[Items listed in a dataset]
-------------------------
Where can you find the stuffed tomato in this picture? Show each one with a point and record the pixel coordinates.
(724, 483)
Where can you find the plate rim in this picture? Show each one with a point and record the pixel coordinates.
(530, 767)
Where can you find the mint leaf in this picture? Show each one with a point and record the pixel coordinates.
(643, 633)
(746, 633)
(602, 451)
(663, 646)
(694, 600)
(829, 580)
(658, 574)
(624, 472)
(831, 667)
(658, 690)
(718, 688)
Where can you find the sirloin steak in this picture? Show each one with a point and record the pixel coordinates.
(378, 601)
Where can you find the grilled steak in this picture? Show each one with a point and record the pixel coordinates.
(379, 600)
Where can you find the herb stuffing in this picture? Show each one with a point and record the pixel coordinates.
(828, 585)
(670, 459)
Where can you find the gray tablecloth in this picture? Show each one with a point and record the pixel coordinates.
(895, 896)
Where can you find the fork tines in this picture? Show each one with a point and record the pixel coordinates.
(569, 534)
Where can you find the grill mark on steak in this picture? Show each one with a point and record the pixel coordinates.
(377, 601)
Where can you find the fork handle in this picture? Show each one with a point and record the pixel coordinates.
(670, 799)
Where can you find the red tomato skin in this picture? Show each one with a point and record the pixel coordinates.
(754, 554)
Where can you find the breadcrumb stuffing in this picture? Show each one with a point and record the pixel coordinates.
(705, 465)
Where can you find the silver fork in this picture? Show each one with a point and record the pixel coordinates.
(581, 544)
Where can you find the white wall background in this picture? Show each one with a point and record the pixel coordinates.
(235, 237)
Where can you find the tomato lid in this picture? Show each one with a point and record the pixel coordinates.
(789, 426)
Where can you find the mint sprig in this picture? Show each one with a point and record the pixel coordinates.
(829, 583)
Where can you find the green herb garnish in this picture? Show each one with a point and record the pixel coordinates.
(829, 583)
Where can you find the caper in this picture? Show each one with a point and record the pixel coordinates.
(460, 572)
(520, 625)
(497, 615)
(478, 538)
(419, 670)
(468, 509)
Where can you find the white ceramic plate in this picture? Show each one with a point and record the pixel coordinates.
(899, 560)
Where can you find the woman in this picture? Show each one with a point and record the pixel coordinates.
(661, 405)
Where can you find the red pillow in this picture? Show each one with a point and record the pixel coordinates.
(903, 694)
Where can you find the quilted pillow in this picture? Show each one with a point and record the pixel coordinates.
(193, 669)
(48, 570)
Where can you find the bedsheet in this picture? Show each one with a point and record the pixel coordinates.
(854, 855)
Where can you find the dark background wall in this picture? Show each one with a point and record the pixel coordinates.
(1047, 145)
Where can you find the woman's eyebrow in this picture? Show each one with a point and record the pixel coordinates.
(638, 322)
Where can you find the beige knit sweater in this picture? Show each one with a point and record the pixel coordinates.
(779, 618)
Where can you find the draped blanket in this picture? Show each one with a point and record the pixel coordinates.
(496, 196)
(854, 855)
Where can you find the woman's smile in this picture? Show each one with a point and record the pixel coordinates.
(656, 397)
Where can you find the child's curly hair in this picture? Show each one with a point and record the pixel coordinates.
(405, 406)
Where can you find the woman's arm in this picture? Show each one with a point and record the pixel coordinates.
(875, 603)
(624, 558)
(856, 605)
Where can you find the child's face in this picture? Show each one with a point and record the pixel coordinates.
-------------------------
> [WHAT YOU ARE ASKED TO DO]
Every entry above should be duplicated exactly.

> [ANSWER SECTION]
Where can you find the stuffed tomato in this picture? Show each one with a point and record the pixel coordinates.
(724, 483)
Where can you find the plate rim in this picture? Show each one with a point and record the pixel coordinates.
(530, 767)
Where can you find the mint leaf in this picture? Show each one with a point and record the pixel coordinates.
(643, 633)
(746, 633)
(602, 451)
(663, 646)
(694, 600)
(829, 580)
(658, 574)
(624, 472)
(831, 667)
(658, 690)
(718, 688)
Where can you find the sirloin steak in this picture? Show each one with a point and record the pixel coordinates.
(378, 601)
Where can you find the grilled steak in this picture? Show each one with a point and record the pixel coordinates.
(379, 600)
Where can you find the herb stuffing in this picture? Show each one with a point and record the pixel coordinates.
(828, 585)
(670, 459)
Where can you find the gray tablecloth in this picture? Show each one with a point and record the pixel coordinates.
(895, 896)
Where can you find the fork tines in this picture? Show each one with a point and record the pixel coordinates.
(569, 534)
Where can you find the grill mark on steak in this picture? Show each one with a point and record the pixel coordinates.
(377, 601)
Where can you find the fork handle in this picture? Show each one with a point and record the pixel coordinates.
(670, 799)
Where can you find the red tomato skin in this picture? Show each one with a point and record the pixel coordinates.
(754, 554)
Where can you find the breadcrumb stuffing in this picture? Show each one with a point and record the pixel coordinates.
(705, 465)
Where can you find the silver fork in this picture? Show each one with a point and record the pixel coordinates.
(581, 544)
Where can you find the white wall background in this picture? Show each one with a point and record the pixel coordinates.
(235, 237)
Where can you find the tomato lid in this picture? Show each one with a point and record the pixel coordinates.
(789, 426)
Where can you find the mint sprig in this picture? Show each one with a point and record the pixel coordinates.
(829, 583)
Where can you find the green herb garnish in this picture? Show each one with a point and record the pixel coordinates.
(829, 583)
Where can you find the caper in this picture? Show each one with a point and record the pixel coordinates.
(460, 572)
(520, 625)
(497, 615)
(478, 538)
(419, 670)
(468, 509)
Where can you find the white ceramic plate in this picture? Show each one with a point and record the pixel coordinates.
(899, 560)
Where can you find the woman in this picture? Show each one with a point and record the pixel coordinates.
(661, 405)
Where can you find the red pillow in this picture? Show each one with a point and record the pixel coordinates.
(903, 694)
Where can you find the quilted pillow in this picture? Show each one with a point and record the pixel coordinates.
(193, 669)
(48, 570)
Where can you find the bedsheet in this picture? Show each one with a point and record the pixel coordinates.
(854, 855)
Where can you find the dark background wall in this picture? Show each one with a point and record the pixel coordinates.
(1047, 145)
Where can you find the woman's eyebrow in this picture? Show each one with a point and record the pixel coordinates.
(638, 322)
Where can you find the beige knit sweater in this picture? Show each one with a point and record the pixel coordinates.
(779, 618)
Where can you find the draped blanket in this picture? Show each one with a point and record the pixel coordinates.
(496, 196)
(854, 855)
Where can you find the woman's smile in this picture? Show each one with a point and record the pixel coordinates.
(656, 397)
Where can you find the child's curly hair in this picture? Show each one with a point and record the pixel coordinates.
(405, 406)
Where can you find the woman's arm in this picture? Show each one with a point and record the pixel coordinates.
(875, 603)
(624, 558)
(856, 605)
Where can you find the child's face in this picture? Show each one with a point and record the pixel coordinates.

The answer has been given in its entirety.